* Work task 1
In the discussion of relationships with LLMs, which architect does the writer name as a major source of their thinking?
* Work task 2
Restate the passage of the discussion of relationships with LLMs from "Anyhow: I’ve spent" up to and including "within the attractor.", changing "attractor" to "equilibrium" throughout.

* Source extract

I’m very weary of calling a broad-sense relationship with an LLM in any way ‘friendship’. Friends are humans. Relationships with LLMs need a new category to describe them.
FWIW, I would be wary (and take action to change things) if I noticed LLMs being a large chunk of how I met any important relational need (e.g. “the need for company”; “the need to be understood”; “the need to talk about X confusing problem in my life” (where “X” is something in the broad personal/relational/social/philosophical space, as opposed to e.g. how to get some computer system working). (This hasn’t happened to me so far.)
“Friendship” was maybe ill-chosen as a term. But I’ve been theorizing by myself and with (human) friends for several years about the ways ideas and communities and businesses and so on sometimes grow more easily in contact with one another, and sometimes develop a new “whole” that does a certain amount of optimization work “itself” (e.g., a small business may have something of its own momentum and implicit beliefs and goals, such as “we will be open at 9am every weekday”, modeled most easily as its own thing rather than as the sum of goals/etc of its contributors). (I’m getting a lot of my thinking here from the architect Christopher Alexander, who had a lot to say about the ways that e.g. peasant huts and villages are hill-climbed into good configurations over time.)
Anyhow: I’ve spent a few years using the term “friends” in that way, and I ported the term over here without unpacking things as much as I maybe should have. (“Young Isaac Newton’s thinking about physics, and young Isaac Newton’s thinking about calculus, were probably ‘friends’ in that each set of ideas made it easier for the other to grow, and probably each grew preferentially in directions that would keep making it easier for the other to grow.”) I’m trying to talk about an attractor, in which A and B both optimize a bit for each other’s well-being, and for staying within the attractor.
Thanks; this seems like a great example; i appreciate it.

* Material shown
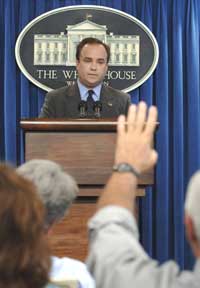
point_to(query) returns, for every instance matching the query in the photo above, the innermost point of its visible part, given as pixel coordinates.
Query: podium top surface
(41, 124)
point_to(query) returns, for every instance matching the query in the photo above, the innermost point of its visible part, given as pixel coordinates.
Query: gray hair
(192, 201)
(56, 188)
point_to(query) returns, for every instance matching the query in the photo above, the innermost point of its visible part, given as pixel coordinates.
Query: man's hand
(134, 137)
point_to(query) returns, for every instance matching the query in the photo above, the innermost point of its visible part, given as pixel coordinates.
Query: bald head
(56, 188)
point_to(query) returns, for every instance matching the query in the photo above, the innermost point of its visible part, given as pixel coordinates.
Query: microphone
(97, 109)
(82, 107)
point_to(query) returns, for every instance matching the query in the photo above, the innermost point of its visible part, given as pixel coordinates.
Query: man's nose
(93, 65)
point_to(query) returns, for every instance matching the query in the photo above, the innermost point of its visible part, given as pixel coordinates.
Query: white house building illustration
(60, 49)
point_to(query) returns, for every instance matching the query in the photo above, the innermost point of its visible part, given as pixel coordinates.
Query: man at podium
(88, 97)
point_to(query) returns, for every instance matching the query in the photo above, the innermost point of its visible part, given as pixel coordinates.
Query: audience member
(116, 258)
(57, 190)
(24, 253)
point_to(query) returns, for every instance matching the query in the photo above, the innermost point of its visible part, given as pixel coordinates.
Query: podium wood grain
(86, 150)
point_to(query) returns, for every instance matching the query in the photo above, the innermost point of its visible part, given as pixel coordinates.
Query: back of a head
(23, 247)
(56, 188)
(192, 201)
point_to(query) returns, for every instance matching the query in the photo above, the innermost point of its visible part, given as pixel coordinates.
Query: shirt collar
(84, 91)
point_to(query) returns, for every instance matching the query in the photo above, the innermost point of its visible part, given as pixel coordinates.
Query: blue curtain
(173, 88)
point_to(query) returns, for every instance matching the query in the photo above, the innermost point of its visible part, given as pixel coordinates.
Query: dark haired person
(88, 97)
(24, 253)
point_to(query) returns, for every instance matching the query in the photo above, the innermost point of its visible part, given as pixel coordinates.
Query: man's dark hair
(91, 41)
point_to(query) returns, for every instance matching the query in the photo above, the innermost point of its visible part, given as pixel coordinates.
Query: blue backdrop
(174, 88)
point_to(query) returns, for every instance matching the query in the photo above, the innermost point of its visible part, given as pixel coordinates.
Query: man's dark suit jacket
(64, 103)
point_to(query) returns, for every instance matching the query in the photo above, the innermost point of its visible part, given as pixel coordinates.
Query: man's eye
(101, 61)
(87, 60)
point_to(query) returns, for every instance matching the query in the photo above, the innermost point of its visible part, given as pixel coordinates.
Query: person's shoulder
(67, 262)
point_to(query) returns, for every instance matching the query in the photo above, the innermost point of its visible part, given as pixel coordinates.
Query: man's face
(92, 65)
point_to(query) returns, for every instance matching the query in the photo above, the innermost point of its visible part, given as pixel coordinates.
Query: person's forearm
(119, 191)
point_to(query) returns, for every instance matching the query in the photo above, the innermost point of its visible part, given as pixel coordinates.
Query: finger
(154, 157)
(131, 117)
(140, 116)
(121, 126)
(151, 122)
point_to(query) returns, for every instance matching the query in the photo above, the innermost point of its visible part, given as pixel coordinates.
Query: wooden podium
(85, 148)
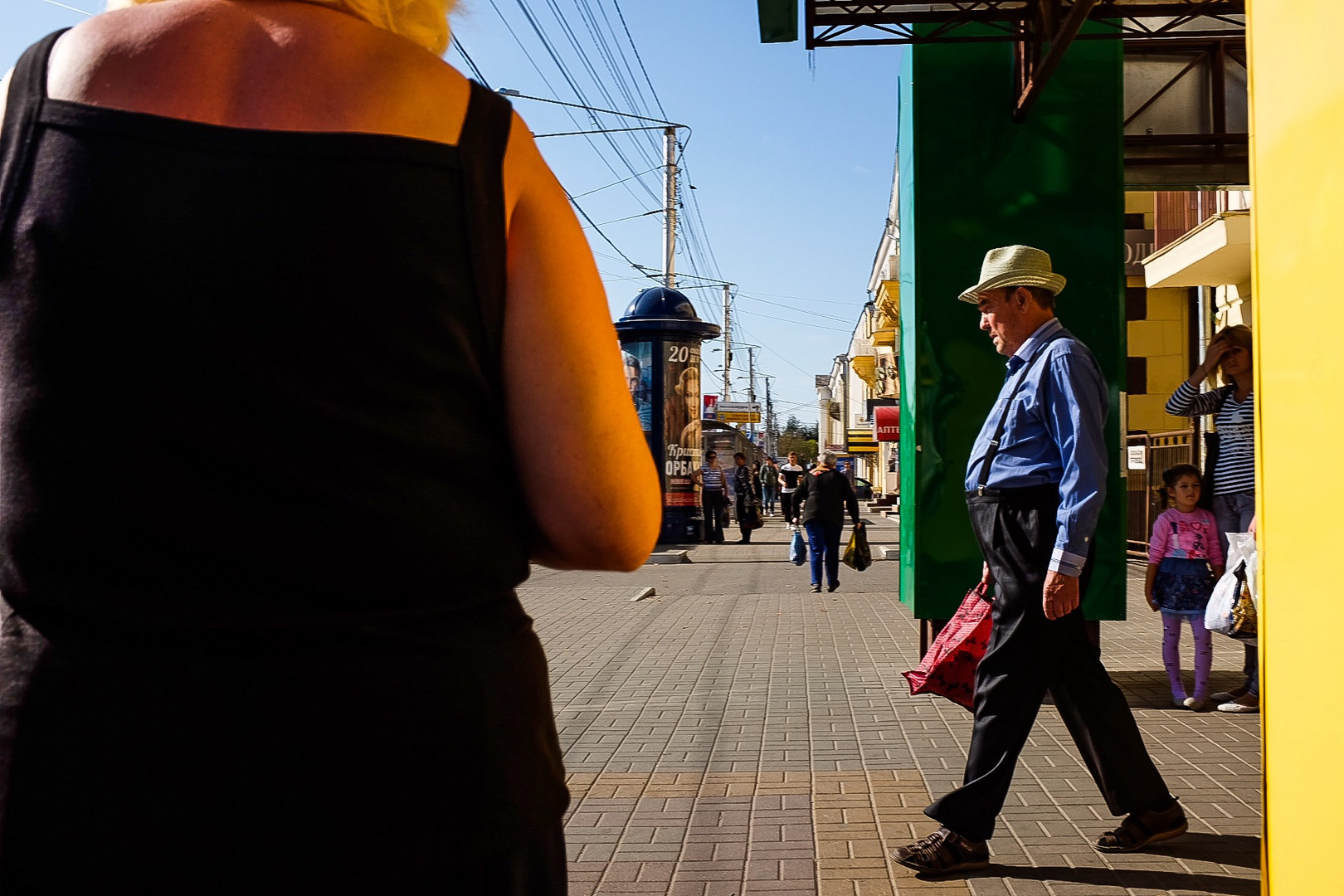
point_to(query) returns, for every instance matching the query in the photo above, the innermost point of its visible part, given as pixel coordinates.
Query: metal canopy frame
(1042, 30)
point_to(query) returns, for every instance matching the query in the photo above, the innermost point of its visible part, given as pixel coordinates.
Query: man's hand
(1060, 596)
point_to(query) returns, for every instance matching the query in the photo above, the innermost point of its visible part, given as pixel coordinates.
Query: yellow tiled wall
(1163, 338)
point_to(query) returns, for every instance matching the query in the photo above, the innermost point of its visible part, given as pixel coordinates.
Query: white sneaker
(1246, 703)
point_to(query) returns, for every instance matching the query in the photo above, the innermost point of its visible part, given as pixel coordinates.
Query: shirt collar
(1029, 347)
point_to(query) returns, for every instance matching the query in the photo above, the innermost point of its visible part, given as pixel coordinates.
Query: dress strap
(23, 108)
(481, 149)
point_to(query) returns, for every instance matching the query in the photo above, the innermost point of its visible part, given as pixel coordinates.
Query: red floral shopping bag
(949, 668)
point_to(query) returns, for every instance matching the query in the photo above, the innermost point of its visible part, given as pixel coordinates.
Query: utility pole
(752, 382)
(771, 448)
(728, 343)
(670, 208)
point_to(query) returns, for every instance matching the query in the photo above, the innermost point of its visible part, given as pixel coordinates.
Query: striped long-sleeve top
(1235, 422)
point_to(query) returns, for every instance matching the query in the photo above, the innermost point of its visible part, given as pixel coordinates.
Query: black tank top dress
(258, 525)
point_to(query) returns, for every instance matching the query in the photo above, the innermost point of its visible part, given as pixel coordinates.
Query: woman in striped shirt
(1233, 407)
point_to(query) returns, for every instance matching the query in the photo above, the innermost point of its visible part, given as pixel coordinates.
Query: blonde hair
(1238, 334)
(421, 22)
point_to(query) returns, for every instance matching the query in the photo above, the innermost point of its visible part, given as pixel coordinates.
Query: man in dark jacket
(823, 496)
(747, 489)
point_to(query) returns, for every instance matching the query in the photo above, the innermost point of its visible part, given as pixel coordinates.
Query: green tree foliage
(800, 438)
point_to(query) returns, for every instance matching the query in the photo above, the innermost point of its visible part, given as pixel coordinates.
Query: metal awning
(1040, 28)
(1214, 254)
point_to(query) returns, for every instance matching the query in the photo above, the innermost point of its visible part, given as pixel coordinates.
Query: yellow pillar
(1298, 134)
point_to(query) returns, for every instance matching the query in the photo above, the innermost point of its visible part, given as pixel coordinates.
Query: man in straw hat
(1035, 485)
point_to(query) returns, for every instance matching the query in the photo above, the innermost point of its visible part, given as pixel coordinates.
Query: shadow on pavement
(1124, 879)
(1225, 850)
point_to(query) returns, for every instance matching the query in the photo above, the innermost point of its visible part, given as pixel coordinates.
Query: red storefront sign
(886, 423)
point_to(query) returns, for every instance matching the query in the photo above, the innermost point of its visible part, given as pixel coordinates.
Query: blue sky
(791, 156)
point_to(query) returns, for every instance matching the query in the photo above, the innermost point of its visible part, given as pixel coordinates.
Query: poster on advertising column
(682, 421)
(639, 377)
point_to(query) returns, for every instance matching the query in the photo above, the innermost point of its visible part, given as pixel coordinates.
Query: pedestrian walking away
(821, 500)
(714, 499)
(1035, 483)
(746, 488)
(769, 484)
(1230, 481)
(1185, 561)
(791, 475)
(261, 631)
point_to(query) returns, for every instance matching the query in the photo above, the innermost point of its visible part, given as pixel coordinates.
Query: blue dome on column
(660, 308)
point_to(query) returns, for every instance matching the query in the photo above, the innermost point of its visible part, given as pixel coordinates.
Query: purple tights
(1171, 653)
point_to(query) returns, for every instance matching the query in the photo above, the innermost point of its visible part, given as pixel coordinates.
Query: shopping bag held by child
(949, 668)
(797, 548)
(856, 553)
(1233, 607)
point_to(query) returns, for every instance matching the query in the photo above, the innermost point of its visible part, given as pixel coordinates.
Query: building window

* Written response 1
Christopher Alexander

* Written response 2
Anyhow: I’ve spent a few years using the term “friends” in that way, and I ported the term over here without unpacking things as much as I maybe should have. (“Young Isaac Newton’s thinking about physics, and young Isaac Newton’s thinking about calculus, were probably ‘friends’ in that each set of ideas made it easier for the other to grow, and probably each grew preferentially in directions that would keep making it easier for the other to grow.”) I’m trying to talk about an equilibrium, in which A and B both optimize a bit for each other’s well-being, and for staying within the equilibrium.